Reproduce the records without their pictures, keeping every word as it is.

[Stored records]
========================================
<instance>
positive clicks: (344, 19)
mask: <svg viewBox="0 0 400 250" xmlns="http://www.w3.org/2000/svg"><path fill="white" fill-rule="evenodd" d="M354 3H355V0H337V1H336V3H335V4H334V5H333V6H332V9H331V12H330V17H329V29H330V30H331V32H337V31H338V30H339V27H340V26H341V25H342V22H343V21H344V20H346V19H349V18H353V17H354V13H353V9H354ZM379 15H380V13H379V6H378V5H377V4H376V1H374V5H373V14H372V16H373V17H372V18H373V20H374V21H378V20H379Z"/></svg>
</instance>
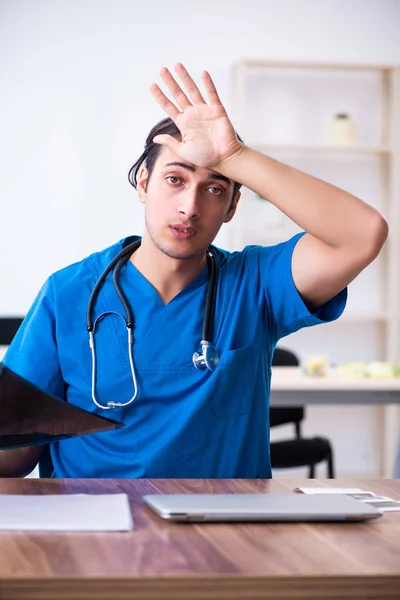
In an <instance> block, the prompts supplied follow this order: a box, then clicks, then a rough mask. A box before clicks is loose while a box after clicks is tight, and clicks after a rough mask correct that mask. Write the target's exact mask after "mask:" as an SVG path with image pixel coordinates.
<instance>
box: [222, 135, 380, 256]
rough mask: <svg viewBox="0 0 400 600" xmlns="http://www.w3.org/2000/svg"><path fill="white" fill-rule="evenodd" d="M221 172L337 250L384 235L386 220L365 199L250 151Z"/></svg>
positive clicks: (328, 183)
mask: <svg viewBox="0 0 400 600" xmlns="http://www.w3.org/2000/svg"><path fill="white" fill-rule="evenodd" d="M218 171H220V172H221V173H222V174H223V175H225V176H226V177H229V178H230V179H233V180H234V181H238V182H240V183H242V184H243V185H245V186H247V187H248V188H250V189H252V190H253V191H254V192H256V193H257V194H259V195H260V196H262V197H263V198H266V199H267V200H268V201H269V202H271V203H272V204H274V205H275V206H276V207H277V208H279V209H280V210H281V211H282V212H283V213H285V214H286V215H287V216H288V217H289V218H290V219H292V220H293V221H294V222H295V223H297V224H298V225H299V226H300V227H301V228H302V229H304V230H305V231H307V232H308V233H310V234H311V235H313V236H314V237H316V238H318V239H319V240H320V241H322V242H324V243H326V244H328V245H330V246H332V247H335V248H336V247H343V246H348V245H354V246H355V245H360V244H361V245H364V244H365V243H366V242H367V241H368V238H369V235H370V233H371V230H372V229H376V230H377V232H376V235H379V234H380V235H384V234H385V231H386V228H387V226H386V222H385V220H384V219H383V217H382V216H381V215H380V214H379V213H378V212H377V211H376V210H374V209H373V208H372V207H371V206H369V205H367V204H366V203H364V202H362V201H361V200H360V199H358V198H356V197H355V196H353V195H352V194H350V193H348V192H345V191H344V190H342V189H340V188H337V187H335V186H333V185H330V184H329V183H326V182H324V181H322V180H320V179H317V178H316V177H313V176H311V175H307V174H306V173H303V172H301V171H299V170H297V169H294V168H292V167H289V166H287V165H284V164H282V163H280V162H278V161H276V160H273V159H272V158H269V157H268V156H265V155H264V154H262V153H260V152H257V151H255V150H252V149H251V148H248V147H246V146H245V147H244V148H243V151H242V152H241V153H238V154H237V155H236V156H234V157H232V158H231V159H230V160H228V161H227V162H226V163H225V164H223V165H221V168H219V167H218ZM380 229H382V232H381V233H380V232H379V230H380Z"/></svg>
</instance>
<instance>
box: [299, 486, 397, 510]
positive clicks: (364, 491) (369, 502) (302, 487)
mask: <svg viewBox="0 0 400 600" xmlns="http://www.w3.org/2000/svg"><path fill="white" fill-rule="evenodd" d="M294 491H295V492H300V493H303V494H341V495H345V496H351V497H352V498H355V499H356V500H359V501H360V502H364V503H365V504H369V505H370V506H375V508H378V509H379V510H381V511H382V512H389V511H393V510H400V501H399V500H394V499H393V498H388V497H387V496H378V495H377V494H375V492H370V491H369V490H361V489H359V488H322V487H299V488H295V489H294Z"/></svg>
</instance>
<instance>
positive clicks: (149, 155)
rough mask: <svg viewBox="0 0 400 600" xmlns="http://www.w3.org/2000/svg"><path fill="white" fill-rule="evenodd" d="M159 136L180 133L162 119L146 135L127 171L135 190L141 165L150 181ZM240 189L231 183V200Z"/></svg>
mask: <svg viewBox="0 0 400 600" xmlns="http://www.w3.org/2000/svg"><path fill="white" fill-rule="evenodd" d="M161 134H167V135H172V136H174V137H178V136H180V134H181V132H180V131H179V129H178V127H177V126H176V125H175V123H174V121H173V120H172V119H170V118H169V117H167V118H166V119H163V120H162V121H159V122H158V123H157V124H156V125H154V127H153V129H152V130H151V131H150V133H149V134H148V136H147V138H146V143H145V146H144V151H143V152H142V154H141V155H140V156H139V158H138V159H137V161H136V162H135V164H134V165H132V167H131V168H130V169H129V173H128V180H129V183H130V184H131V185H133V187H134V188H135V190H136V188H137V176H138V173H139V169H140V167H141V166H142V164H143V163H144V165H145V167H147V170H148V172H149V177H148V180H149V179H150V176H151V174H152V172H153V169H154V165H155V164H156V160H157V158H158V156H159V154H160V151H161V147H162V146H161V144H156V143H154V142H153V139H154V138H155V137H156V135H161ZM236 135H237V138H238V140H239V141H240V142H243V140H242V139H241V137H240V136H239V134H238V133H236ZM241 187H242V184H241V183H237V182H236V181H234V182H233V198H234V197H235V196H236V194H237V192H238V191H239V190H240V188H241Z"/></svg>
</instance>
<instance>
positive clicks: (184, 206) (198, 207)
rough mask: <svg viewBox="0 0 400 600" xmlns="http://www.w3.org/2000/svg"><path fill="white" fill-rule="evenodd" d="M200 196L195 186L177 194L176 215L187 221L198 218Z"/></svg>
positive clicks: (195, 186)
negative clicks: (178, 195) (178, 196)
mask: <svg viewBox="0 0 400 600" xmlns="http://www.w3.org/2000/svg"><path fill="white" fill-rule="evenodd" d="M199 197H200V194H199V192H198V190H197V188H196V186H190V187H188V188H186V190H185V191H184V192H182V193H181V194H179V204H178V213H179V214H180V215H182V216H184V217H186V218H187V219H195V218H196V217H198V216H199Z"/></svg>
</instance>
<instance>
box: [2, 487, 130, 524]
mask: <svg viewBox="0 0 400 600" xmlns="http://www.w3.org/2000/svg"><path fill="white" fill-rule="evenodd" d="M131 529H133V520H132V513H131V509H130V506H129V502H128V497H127V495H126V494H59V495H47V494H44V495H36V496H25V495H18V496H16V495H8V494H1V495H0V530H3V531H5V530H8V531H10V530H13V531H129V530H131Z"/></svg>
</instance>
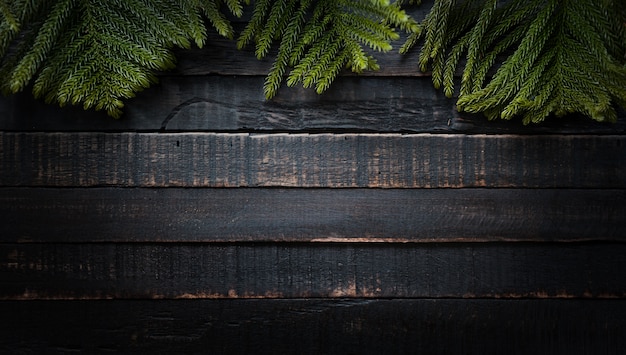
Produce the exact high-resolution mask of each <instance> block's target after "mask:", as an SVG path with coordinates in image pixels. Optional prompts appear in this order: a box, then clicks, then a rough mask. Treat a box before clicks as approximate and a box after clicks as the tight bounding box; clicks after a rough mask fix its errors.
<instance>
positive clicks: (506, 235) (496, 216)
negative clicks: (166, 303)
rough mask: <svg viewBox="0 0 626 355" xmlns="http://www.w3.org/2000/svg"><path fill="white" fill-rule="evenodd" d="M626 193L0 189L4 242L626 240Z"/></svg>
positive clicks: (513, 191)
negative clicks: (624, 202)
mask: <svg viewBox="0 0 626 355" xmlns="http://www.w3.org/2000/svg"><path fill="white" fill-rule="evenodd" d="M624 201H626V192H625V190H604V189H602V190H587V189H585V190H577V189H575V190H570V189H538V190H535V189H460V190H456V189H409V190H404V189H403V190H398V189H339V190H331V189H259V188H257V189H180V188H167V189H121V188H73V189H55V188H35V189H33V188H2V189H0V215H2V216H3V220H5V221H10V223H2V224H0V235H1V236H2V237H1V240H2V241H3V242H22V243H25V242H36V243H39V242H65V243H68V242H69V243H75V242H78V243H80V242H151V241H153V242H172V243H175V242H245V241H255V242H287V241H291V242H356V243H366V242H378V243H381V242H417V243H428V242H433V241H437V242H455V241H465V242H485V241H593V240H596V241H597V240H613V241H626V206H625V205H624Z"/></svg>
========================================
** The completed task **
<instance>
positive clicks: (344, 19)
mask: <svg viewBox="0 0 400 250" xmlns="http://www.w3.org/2000/svg"><path fill="white" fill-rule="evenodd" d="M354 3H355V0H337V1H336V3H335V4H334V5H333V6H332V9H331V12H330V17H329V29H330V30H331V32H337V31H338V30H339V27H340V26H341V25H342V22H343V21H344V20H346V19H349V18H353V17H354V13H353V9H354ZM379 15H380V13H379V6H378V5H377V4H376V1H374V5H373V14H372V16H373V17H372V18H373V20H374V21H378V20H379Z"/></svg>
</instance>
In an <instance> block, the prompts supplied follow this order: a box, then clicks, then a rough mask. A box before clicks is loose while a box after clicks is tight, and clicks after a rough mask correct that mask. Write the target's exact mask after "mask:" as an SVG path with image pixel coordinates.
<instance>
box: [222, 135, 380, 256]
rough mask: <svg viewBox="0 0 400 600" xmlns="http://www.w3.org/2000/svg"><path fill="white" fill-rule="evenodd" d="M221 172L337 250L384 235L386 220L365 199L250 151Z"/></svg>
positive clicks: (328, 183)
mask: <svg viewBox="0 0 400 600" xmlns="http://www.w3.org/2000/svg"><path fill="white" fill-rule="evenodd" d="M218 171H220V172H221V173H222V174H223V175H225V176H226V177H229V178H230V179H233V180H234V181H238V182H240V183H242V184H243V185H245V186H247V187H248V188H250V189H252V190H253V191H254V192H256V193H257V194H259V195H260V196H262V197H263V198H266V199H267V200H268V201H269V202H271V203H272V204H274V205H275V206H276V207H277V208H279V209H280V210H281V211H282V212H283V213H285V214H286V215H287V216H288V217H289V218H290V219H292V220H293V221H294V222H295V223H297V224H298V225H299V226H300V227H301V228H302V229H304V230H305V231H307V232H308V233H310V234H311V235H313V236H314V237H316V238H318V239H319V240H320V241H322V242H324V243H326V244H328V245H330V246H332V247H335V248H336V247H343V246H348V245H354V246H355V245H360V244H361V245H364V244H365V243H366V242H367V241H368V238H369V235H370V233H371V230H372V229H376V230H377V232H376V235H379V234H380V235H384V234H385V231H386V228H387V226H386V222H385V220H384V219H383V217H382V216H381V215H380V214H379V213H378V212H377V211H376V210H374V209H373V208H372V207H371V206H369V205H367V204H366V203H364V202H362V201H361V200H360V199H358V198H356V197H355V196H353V195H352V194H350V193H348V192H345V191H344V190H342V189H340V188H337V187H335V186H333V185H330V184H329V183H326V182H324V181H322V180H320V179H317V178H316V177H313V176H311V175H307V174H306V173H303V172H301V171H299V170H297V169H294V168H292V167H289V166H287V165H284V164H282V163H280V162H278V161H276V160H273V159H272V158H269V157H268V156H265V155H264V154H262V153H260V152H257V151H255V150H252V149H251V148H248V147H246V146H245V147H244V148H243V151H242V152H241V153H238V154H237V155H236V156H234V157H232V158H231V159H230V160H228V161H227V162H226V163H225V164H223V165H221V168H219V167H218ZM380 229H382V232H381V233H380V232H379V230H380Z"/></svg>
</instance>
<instance>
box: [299, 486, 397, 510]
positive clicks: (364, 491) (369, 502) (302, 487)
mask: <svg viewBox="0 0 400 600" xmlns="http://www.w3.org/2000/svg"><path fill="white" fill-rule="evenodd" d="M294 491H295V492H300V493H303V494H341V495H345V496H351V497H352V498H355V499H356V500H359V501H360V502H364V503H365V504H369V505H370V506H375V508H378V509H379V510H381V511H382V512H389V511H393V510H400V501H399V500H394V499H393V498H388V497H387V496H378V495H377V494H375V492H370V491H369V490H361V489H359V488H322V487H299V488H295V489H294Z"/></svg>
</instance>
<instance>
positive clicks: (149, 155)
rough mask: <svg viewBox="0 0 400 600" xmlns="http://www.w3.org/2000/svg"><path fill="white" fill-rule="evenodd" d="M159 136L180 133L162 119L146 135L127 171L135 190L141 165L150 181ZM240 189L231 183V200Z"/></svg>
mask: <svg viewBox="0 0 400 600" xmlns="http://www.w3.org/2000/svg"><path fill="white" fill-rule="evenodd" d="M161 134H167V135H172V136H174V137H178V136H180V134H181V132H180V131H179V129H178V127H177V126H176V125H175V123H174V121H173V120H172V119H170V118H169V117H167V118H166V119H163V120H162V121H159V122H158V123H157V124H156V125H154V127H153V129H152V130H151V131H150V133H149V134H148V136H147V138H146V143H145V146H144V151H143V152H142V154H141V155H140V156H139V158H138V159H137V161H136V162H135V164H134V165H132V167H131V168H130V169H129V173H128V180H129V183H130V184H131V185H133V187H134V188H135V190H136V188H137V176H138V173H139V169H140V167H141V166H142V164H143V163H144V165H145V167H147V170H148V172H149V177H148V180H149V179H150V176H151V174H152V172H153V169H154V165H155V164H156V160H157V158H158V156H159V154H160V151H161V147H162V146H161V144H156V143H154V142H153V139H154V138H155V137H156V135H161ZM236 135H237V138H238V140H239V141H240V142H243V140H242V139H241V137H240V136H239V134H238V133H236ZM241 187H242V184H241V183H237V182H236V181H234V182H233V198H234V197H235V196H236V194H237V192H238V191H239V190H240V188H241Z"/></svg>
</instance>
<instance>
positive clicks: (184, 206) (198, 207)
rough mask: <svg viewBox="0 0 400 600" xmlns="http://www.w3.org/2000/svg"><path fill="white" fill-rule="evenodd" d="M200 196L195 186L177 194L176 215L187 221L198 218Z"/></svg>
positive clicks: (195, 186)
negative clicks: (178, 195) (178, 196)
mask: <svg viewBox="0 0 400 600" xmlns="http://www.w3.org/2000/svg"><path fill="white" fill-rule="evenodd" d="M199 197H200V194H199V192H198V190H197V188H196V186H190V187H188V188H186V190H185V191H184V192H182V193H181V194H179V204H178V213H179V214H180V215H182V216H184V217H186V218H187V219H195V218H196V217H198V216H199Z"/></svg>
</instance>
<instance>
box: [2, 487, 130, 524]
mask: <svg viewBox="0 0 400 600" xmlns="http://www.w3.org/2000/svg"><path fill="white" fill-rule="evenodd" d="M131 529H133V520H132V513H131V509H130V506H129V502H128V497H127V495H126V494H59V495H47V494H44V495H36V496H25V495H18V496H16V495H8V494H1V495H0V530H3V531H5V530H8V531H10V530H13V531H129V530H131Z"/></svg>
</instance>
Produce the exact high-resolution mask of each <instance> block's target after "mask:", as an SVG path with coordinates in image pixels. Optional prompts appear in this order: a box, then clicks, then a rough mask. Treat a box before clicks as approximate and a box after clicks as the tight bounding box; clicks after a rough mask fix its errors.
<instance>
positive clicks: (506, 235) (496, 216)
negative clicks: (166, 303)
rough mask: <svg viewBox="0 0 626 355" xmlns="http://www.w3.org/2000/svg"><path fill="white" fill-rule="evenodd" d="M626 193L0 189L4 242L626 240Z"/></svg>
positive clicks: (513, 191)
negative clicks: (624, 202)
mask: <svg viewBox="0 0 626 355" xmlns="http://www.w3.org/2000/svg"><path fill="white" fill-rule="evenodd" d="M624 201H626V192H625V190H604V189H602V190H587V189H585V190H577V189H575V190H570V189H538V190H535V189H460V190H456V189H409V190H404V189H403V190H398V189H339V190H331V189H259V188H257V189H180V188H167V189H121V188H73V189H55V188H35V189H33V188H2V189H0V215H2V216H3V220H5V221H10V223H2V224H0V235H1V236H2V237H1V240H2V241H3V242H22V243H25V242H36V243H39V242H65V243H68V242H69V243H75V242H78V243H80V242H151V241H153V242H172V243H175V242H245V241H255V242H287V241H291V242H356V243H366V242H378V243H381V242H417V243H428V242H433V241H437V242H455V241H465V242H485V241H593V240H596V241H597V240H613V241H626V206H625V205H624Z"/></svg>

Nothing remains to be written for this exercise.